**YOUR INSTRUCTIONS**
In the passage below about crime novelist PD James, reproduce the text from "The author was" up to and including "of Holland Park.", keeping every word and punctuation mark unchanged.

Crime novelist PD James, who penned more than 20 books, has died aged 94.
Her agent said she died “peacefully at her home in Oxford” on 27th November morning. The author’s books, many featuring sleuth Adam Dalgliesh, sold millions of books around the world, with various adaptations for television and film. Her best known novels include The Children of Men, The Murder Room and Pride and Prejudice spin-off Death Comes to Pemberley. She gained international recognition in 1980 after the publication of her eighth book, Innocent Blood. During the 1980s, many of James’s Dalgliesh novels were adapted for television.
The author was awarded the Crime Writers’ Association’s Diamond Dagger award in 1987 for lifetime achievement, and received the Medal of Honour for Literature in 2005 by National Arts Club. . Over a five-decade career as a published writer, James won countless honors for her thoughtful, probing mysteries featuring Dalgliesh, a Scotland Yard detective who was also a poet. She was named a Grandmaster by the Mystery Writers of America, earned the Diamond Dagger from the Crime Writers’ Association and received a life membership in the House of Lords in 1991, named Baroness James of Holland Park.

**INFORMATION SUPPLIED**
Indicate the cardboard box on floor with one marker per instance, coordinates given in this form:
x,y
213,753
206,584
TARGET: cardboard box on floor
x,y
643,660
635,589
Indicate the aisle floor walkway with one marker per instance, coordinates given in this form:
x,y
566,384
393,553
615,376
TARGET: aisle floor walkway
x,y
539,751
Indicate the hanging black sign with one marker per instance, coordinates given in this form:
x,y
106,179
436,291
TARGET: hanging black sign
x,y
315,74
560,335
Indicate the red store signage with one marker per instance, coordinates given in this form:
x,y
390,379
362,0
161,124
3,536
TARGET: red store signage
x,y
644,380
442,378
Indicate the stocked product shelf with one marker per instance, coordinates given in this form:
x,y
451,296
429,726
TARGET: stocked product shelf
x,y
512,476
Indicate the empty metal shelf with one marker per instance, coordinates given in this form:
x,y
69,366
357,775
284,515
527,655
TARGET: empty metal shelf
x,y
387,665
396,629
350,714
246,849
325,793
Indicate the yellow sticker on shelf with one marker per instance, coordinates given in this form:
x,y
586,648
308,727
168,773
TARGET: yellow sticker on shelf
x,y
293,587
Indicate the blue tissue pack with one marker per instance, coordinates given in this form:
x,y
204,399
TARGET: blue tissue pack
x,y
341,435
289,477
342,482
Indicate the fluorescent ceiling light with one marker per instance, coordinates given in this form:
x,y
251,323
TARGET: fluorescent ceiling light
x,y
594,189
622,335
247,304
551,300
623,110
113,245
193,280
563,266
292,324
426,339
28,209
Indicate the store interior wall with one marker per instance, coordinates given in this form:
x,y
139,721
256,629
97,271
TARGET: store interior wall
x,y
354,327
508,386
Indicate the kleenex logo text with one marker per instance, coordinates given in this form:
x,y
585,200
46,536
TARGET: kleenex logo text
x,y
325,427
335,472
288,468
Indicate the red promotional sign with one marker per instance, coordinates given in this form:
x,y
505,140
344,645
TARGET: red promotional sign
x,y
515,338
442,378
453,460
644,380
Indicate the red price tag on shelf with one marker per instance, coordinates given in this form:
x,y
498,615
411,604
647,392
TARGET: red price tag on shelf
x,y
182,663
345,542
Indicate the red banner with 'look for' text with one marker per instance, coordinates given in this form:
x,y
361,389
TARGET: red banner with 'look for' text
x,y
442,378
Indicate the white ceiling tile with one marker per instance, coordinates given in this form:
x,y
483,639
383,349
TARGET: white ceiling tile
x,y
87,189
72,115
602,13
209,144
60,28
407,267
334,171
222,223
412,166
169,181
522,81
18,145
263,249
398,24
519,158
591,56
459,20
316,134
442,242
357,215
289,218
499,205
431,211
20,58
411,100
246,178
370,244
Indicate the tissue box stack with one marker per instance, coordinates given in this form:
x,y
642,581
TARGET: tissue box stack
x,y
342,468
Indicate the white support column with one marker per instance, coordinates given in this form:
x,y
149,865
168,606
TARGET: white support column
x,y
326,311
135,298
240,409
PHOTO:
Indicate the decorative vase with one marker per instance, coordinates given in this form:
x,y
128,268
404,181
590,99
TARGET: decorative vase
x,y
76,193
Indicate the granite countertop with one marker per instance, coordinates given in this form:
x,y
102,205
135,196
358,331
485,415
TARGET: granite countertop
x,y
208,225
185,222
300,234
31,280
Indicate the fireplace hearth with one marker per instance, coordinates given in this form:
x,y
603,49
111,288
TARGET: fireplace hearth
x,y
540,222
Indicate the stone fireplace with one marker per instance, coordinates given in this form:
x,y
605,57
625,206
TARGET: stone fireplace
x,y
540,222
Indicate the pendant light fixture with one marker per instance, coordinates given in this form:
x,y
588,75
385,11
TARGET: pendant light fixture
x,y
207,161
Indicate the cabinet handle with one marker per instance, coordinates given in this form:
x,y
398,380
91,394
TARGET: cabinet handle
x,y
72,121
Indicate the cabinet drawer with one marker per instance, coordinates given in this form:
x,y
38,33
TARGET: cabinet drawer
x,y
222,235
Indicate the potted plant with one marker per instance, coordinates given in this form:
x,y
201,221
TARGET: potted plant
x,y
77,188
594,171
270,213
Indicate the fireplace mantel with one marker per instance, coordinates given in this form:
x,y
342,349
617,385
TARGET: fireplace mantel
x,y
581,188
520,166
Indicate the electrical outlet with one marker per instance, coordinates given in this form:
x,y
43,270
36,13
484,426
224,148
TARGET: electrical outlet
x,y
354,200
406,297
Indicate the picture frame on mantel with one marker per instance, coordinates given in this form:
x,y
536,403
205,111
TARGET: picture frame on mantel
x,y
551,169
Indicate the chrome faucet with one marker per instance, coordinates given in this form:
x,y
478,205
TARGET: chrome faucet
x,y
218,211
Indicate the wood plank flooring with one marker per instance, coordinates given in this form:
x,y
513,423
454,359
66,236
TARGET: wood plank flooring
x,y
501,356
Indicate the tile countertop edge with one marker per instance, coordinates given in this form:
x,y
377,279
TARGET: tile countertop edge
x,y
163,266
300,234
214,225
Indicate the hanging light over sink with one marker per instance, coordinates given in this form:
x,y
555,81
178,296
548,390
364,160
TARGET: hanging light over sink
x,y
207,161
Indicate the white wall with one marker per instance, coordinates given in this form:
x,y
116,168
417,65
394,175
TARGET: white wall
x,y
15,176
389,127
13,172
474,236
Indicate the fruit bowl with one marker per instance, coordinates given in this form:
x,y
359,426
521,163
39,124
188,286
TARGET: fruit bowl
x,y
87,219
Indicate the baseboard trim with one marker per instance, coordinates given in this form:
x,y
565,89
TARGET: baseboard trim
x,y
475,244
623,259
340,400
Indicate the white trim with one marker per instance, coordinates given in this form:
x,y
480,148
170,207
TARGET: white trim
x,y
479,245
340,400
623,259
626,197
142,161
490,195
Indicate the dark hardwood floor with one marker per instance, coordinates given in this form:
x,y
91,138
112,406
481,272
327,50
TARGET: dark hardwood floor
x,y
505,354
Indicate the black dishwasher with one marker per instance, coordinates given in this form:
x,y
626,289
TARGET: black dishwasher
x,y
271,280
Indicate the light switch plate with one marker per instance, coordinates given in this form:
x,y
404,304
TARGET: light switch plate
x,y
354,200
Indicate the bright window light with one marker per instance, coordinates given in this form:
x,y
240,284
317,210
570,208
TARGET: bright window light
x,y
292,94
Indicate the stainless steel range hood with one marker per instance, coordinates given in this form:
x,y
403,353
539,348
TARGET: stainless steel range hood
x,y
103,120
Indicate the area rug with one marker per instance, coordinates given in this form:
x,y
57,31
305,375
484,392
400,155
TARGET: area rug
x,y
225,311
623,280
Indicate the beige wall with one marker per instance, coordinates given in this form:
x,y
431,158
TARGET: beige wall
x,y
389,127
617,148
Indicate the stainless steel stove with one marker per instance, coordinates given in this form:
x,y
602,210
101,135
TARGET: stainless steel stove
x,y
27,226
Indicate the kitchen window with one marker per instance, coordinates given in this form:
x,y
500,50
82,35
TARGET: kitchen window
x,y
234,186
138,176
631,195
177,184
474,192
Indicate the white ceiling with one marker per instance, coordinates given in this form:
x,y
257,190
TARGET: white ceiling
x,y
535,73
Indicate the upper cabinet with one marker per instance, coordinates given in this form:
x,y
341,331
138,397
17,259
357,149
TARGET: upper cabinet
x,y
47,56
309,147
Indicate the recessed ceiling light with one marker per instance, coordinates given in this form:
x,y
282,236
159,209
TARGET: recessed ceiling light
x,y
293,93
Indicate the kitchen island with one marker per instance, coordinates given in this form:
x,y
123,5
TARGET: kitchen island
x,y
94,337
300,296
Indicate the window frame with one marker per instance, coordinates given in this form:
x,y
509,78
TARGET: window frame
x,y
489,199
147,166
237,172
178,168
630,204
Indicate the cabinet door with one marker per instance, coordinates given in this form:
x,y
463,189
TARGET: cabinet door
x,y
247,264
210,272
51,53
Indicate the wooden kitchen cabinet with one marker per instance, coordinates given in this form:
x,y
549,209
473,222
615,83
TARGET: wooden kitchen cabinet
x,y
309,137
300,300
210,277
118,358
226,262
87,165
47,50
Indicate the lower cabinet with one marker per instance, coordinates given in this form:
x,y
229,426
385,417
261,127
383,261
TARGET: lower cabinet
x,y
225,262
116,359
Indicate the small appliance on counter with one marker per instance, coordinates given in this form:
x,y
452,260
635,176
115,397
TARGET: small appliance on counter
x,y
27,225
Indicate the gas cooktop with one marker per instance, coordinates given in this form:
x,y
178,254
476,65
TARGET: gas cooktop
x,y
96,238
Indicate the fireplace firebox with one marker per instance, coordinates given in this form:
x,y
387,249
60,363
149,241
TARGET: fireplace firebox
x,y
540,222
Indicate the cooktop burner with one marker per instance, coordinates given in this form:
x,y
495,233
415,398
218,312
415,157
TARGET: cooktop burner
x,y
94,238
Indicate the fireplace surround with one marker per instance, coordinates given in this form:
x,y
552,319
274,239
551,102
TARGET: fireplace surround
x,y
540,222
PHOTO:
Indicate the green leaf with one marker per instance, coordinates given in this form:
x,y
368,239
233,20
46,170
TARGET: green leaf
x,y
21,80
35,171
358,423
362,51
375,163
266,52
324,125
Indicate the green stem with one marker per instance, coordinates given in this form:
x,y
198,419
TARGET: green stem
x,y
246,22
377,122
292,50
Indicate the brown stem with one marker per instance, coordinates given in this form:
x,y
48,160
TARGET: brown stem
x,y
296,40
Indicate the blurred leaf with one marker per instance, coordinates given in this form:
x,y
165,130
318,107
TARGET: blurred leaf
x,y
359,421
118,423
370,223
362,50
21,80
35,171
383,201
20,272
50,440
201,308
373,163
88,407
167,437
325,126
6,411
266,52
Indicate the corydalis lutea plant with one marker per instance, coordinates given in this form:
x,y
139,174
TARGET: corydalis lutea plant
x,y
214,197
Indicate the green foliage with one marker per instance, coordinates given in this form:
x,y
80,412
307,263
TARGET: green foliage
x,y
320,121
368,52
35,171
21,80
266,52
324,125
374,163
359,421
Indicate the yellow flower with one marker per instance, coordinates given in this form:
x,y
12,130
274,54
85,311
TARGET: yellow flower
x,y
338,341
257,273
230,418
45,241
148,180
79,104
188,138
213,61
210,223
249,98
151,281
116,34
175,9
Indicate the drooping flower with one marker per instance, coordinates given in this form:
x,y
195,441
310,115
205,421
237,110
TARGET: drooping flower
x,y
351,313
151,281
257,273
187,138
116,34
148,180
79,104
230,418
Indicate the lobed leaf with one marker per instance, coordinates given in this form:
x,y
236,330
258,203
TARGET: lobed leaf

**FINISHED TASK**
The author was awarded the Crime Writers’ Association’s Diamond Dagger award in 1987 for lifetime achievement, and received the Medal of Honour for Literature in 2005 by National Arts Club. . Over a five-decade career as a published writer, James won countless honors for her thoughtful, probing mysteries featuring Dalgliesh, a Scotland Yard detective who was also a poet. She was named a Grandmaster by the Mystery Writers of America, earned the Diamond Dagger from the Crime Writers’ Association and received a life membership in the House of Lords in 1991, named Baroness James of Holland Park.